-- Recorded data start --

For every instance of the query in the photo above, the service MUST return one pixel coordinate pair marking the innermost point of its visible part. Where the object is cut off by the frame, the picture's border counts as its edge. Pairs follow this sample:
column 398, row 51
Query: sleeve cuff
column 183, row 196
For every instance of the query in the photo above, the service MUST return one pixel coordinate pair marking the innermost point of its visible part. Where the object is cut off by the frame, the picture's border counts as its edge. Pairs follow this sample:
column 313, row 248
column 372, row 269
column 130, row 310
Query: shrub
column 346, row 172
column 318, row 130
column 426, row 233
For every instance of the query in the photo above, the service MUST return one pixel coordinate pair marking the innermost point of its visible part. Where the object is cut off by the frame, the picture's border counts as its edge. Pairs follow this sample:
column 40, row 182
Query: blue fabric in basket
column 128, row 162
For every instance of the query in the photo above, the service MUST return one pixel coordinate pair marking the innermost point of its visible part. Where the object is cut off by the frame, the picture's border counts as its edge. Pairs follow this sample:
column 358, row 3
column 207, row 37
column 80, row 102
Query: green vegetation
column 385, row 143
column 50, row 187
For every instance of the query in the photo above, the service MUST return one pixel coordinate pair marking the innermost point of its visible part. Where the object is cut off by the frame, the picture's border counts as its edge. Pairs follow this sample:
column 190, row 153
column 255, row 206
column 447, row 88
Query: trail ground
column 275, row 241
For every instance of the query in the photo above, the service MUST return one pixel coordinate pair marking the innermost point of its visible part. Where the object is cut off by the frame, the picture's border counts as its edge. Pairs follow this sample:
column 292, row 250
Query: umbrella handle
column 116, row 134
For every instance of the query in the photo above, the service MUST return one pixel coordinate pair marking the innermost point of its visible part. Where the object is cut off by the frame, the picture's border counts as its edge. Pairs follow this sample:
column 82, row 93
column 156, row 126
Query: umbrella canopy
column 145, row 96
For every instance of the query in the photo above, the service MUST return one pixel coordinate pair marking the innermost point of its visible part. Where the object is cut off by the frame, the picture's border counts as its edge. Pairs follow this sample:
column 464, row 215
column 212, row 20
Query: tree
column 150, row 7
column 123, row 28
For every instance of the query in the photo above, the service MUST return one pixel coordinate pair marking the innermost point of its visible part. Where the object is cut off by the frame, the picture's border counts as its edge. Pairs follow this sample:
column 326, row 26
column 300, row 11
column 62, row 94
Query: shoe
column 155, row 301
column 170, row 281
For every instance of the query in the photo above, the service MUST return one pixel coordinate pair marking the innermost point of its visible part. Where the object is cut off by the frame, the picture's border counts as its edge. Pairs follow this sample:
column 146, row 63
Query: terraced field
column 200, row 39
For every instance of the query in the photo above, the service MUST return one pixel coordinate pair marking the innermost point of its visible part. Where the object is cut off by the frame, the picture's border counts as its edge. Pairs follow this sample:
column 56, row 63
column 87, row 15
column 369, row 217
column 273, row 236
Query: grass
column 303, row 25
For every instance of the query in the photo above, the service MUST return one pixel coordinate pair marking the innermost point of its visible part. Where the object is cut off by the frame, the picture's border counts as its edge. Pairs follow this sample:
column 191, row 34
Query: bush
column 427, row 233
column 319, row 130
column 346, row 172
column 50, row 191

-- Recorded data end --

== Objective ==
Rewrite the listing starting at its first line and ending at the line containing "column 426, row 233", with "shrub" replaced by "hedge" and everything else unchanged.

== Correct response ==
For every instance of the query in the photo above, the service MUST return one pixel coordinate pair marking the innermost point of its visible part. Where the object is cut off by the frame, the picture's border counts as its edge. Pairs follow this sample:
column 398, row 51
Query: sleeve cuff
column 183, row 196
For every instance of the query in the photo above, the service MUST return one pixel coordinate pair marking the innermost point of its visible part. Where the object is cut off by the frame, the picture's border counts as its edge. Pairs follow this sample:
column 313, row 248
column 372, row 269
column 130, row 310
Query: hedge
column 346, row 172
column 318, row 130
column 426, row 233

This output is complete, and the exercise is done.